_Exercise details_. In the article below about the county's old jail, how much does the county spend each year to keep the old building lighted and heated?

Inmate labor free, but costs aren’t only obstacle

By ANNMARIE TIMMINS
Concord Monitor

CONCORD, N.H. — Drive Route 3 through Boscawen and you’ll see the county’s two jails and two nursing homes - the new versions sitting next to the old. County officials have plans for both former buildings, but it’s been slow-going because inmates are doing the work to save the county money.

The county stopped using the old jail nearly four years ago, when it opened its new $23 million facility. But since then, it has been spending about $63,000 a year to keep the old place lighted and heated enough so the pipes don’t freeze, according to Kathleen Bateson, county administrator.

Meanwhile, inmates have been cleaning and painting the old space to ready it for a new life, said Superintendent Ron White. White’s been able to do that work with his budget, thanks largely to the free help of inmates, he said. But costs aren’t the only obstacle.

The county hasn’t decided what the former jail should become.

White said there has been talk of using the building to house female inmates, who may soon outgrow their space in the new jail, or inmates with mental health problems. The county could also rent out cell space to the federal government or state prison for its inmates.

White said the challenge is finding a use that is cost- effective. The federal government pays less a day for bed space than other clients might, White said. Contracting with an agency could also leave the county in a space crunch and unable to use its own newly constructed cell space.

_Stored data_.

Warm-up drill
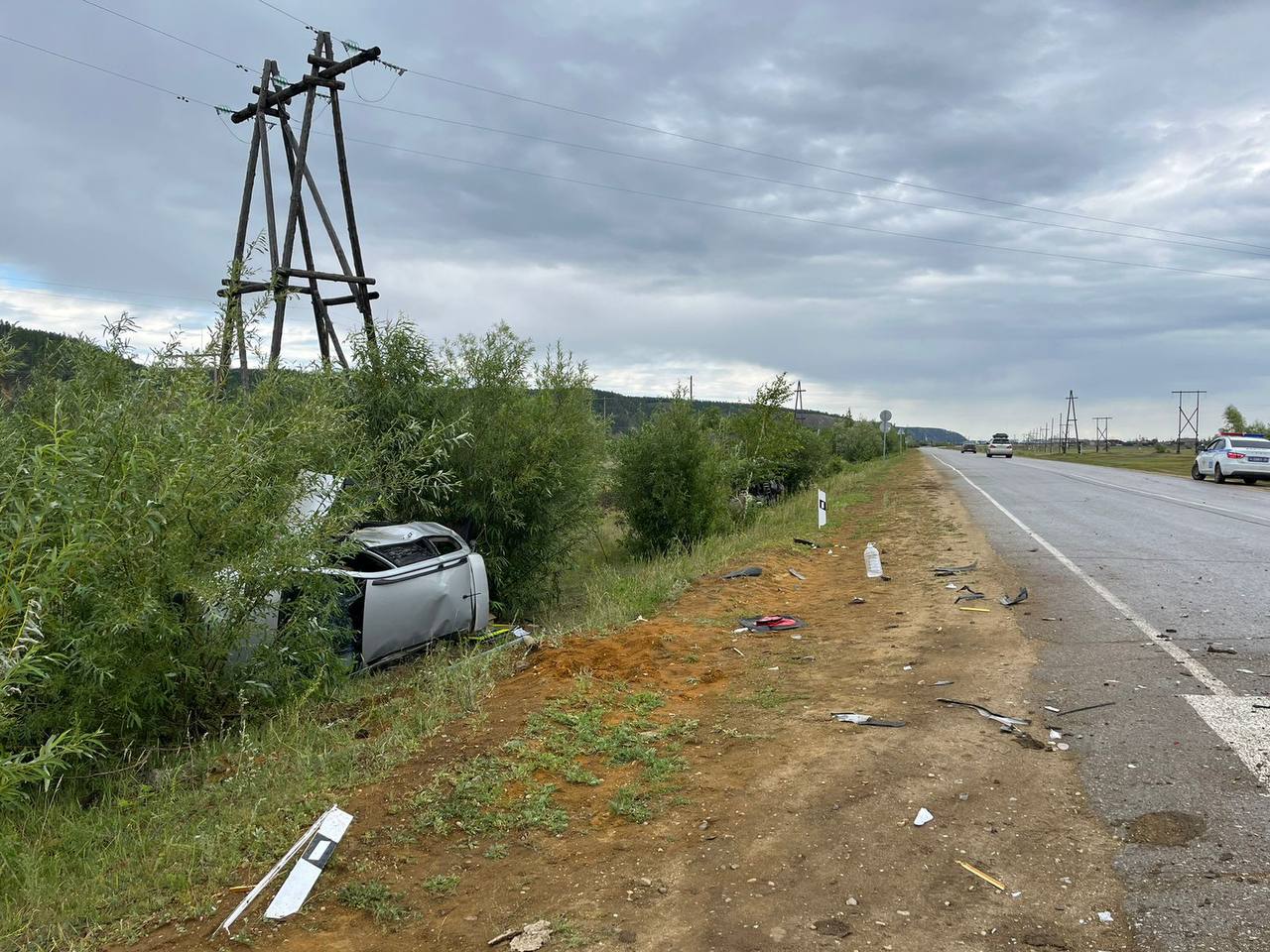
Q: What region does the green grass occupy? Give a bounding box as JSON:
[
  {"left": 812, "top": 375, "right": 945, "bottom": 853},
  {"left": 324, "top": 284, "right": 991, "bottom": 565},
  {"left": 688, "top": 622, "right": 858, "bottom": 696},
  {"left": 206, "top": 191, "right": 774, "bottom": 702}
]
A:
[
  {"left": 423, "top": 875, "right": 458, "bottom": 896},
  {"left": 335, "top": 876, "right": 411, "bottom": 924},
  {"left": 1015, "top": 444, "right": 1195, "bottom": 476},
  {"left": 410, "top": 675, "right": 698, "bottom": 838},
  {"left": 0, "top": 457, "right": 898, "bottom": 952},
  {"left": 0, "top": 650, "right": 505, "bottom": 952}
]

_Solution below_. About $63,000 a year.